Start of EXTRACT
ORDERED that the order is affirmed, with costs.
Carol Bartley and Winston Morgan are siblings who purchased certain real property as tenants in common. In February 2019, Morgan commenced an action for the partition and sale of the property and for an accounting of all rental income Bartley collected from the property (hereinafter the prior action). Bartley's defense was that the property is not jointly owned since there was never any mention of an equal partnership or any partnership being formed and Morgan made no contribution to the care and maintenance of the property. Morgan moved for summary judgment on the complaint. In an order dated November 4, 2021, as amended by an amended order dated December 10, 2021, the Supreme Court granted Morgan's motion to the extent of directing that a referee be appointed, inter alia, to conduct a hearing to determine the right, share, and interest of each party in the property and to determine whether “a sale is necessary because a partition cannot be made without prejudice to the parties.”
On November 24, 2021, Bartley moved for leave to amend her answer to assert an affirmative defense and a counterclaim alleging adverse possession pursuant to RPAPL 541. In an order dated August 19, 2022, the Supreme Court denied the motion, finding that it was untimely. Bartley appealed from that order but failed to perfect her appeal, which was deemed dismissed.
In November 2022, Bartley commenced this action for a judgment declaring that she is the owner of the property by adverse possession. Thereafter, she moved for summary judgment declaring that she is the owner of the property by adverse possession. Morgan cross-moved for summary judgment dismissing the complaint as barred by the doctrine of res judicata. In an order dated November 9, 2023, the Supreme Court denied Bartley's motion and granted Morgan's cross-motion. Bartley appeals.
End of EXTRACT
Start of EXTRACTED ENTRIES
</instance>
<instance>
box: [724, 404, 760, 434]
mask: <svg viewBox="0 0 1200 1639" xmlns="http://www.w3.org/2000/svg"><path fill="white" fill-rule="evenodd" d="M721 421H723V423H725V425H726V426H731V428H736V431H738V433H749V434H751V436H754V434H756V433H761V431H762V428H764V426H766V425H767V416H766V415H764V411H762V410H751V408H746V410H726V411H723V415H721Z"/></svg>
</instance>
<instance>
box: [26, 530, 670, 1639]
End of EXTRACTED ENTRIES
* _PROBLEMS TO WORK ON_
1. Translate this sentence from the court decision into Spanish: "In November 2022, Bartley commenced this action for a judgment declaring that she is the owner of the property by adverse possession."
2. Answer these questions using the court decision:
(a) In what month and year did Morgan start the prior action?
(b) Under what statute did Bartley seek to allege adverse possession when she moved to amend her answer?
(c) On what doctrine did Morgan base his cross-motion to dismiss the complaint?
3. From the court decision, repeat the passage that begins at the words "On November 24, 2021, Bartley" and stop after "cross-motion. Bartley appeals.".

* _ANSWER SET_
1. En noviembre de 2022, Bartley inició esta acción para obtener una sentencia que declarara que ella es la propietaria del inmueble por prescripción adquisitiva.

2.
(a) February 2019
(b) RPAPL 541
(c) Res judicata

3.
On November 24, 2021, Bartley moved for leave to amend her answer to assert an affirmative defense and a counterclaim alleging adverse possession pursuant to RPAPL 541. In an order dated August 19, 2022, the Supreme Court denied the motion, finding that it was untimely. Bartley appealed from that order but failed to perfect her appeal, which was deemed dismissed.
In November 2022, Bartley commenced this action for a judgment declaring that she is the owner of the property by adverse possession. Thereafter, she moved for summary judgment declaring that she is the owner of the property by adverse possession. Morgan cross-moved for summary judgment dismissing the complaint as barred by the doctrine of res judicata. In an order dated November 9, 2023, the Supreme Court denied Bartley's motion and granted Morgan's cross-motion. Bartley appeals.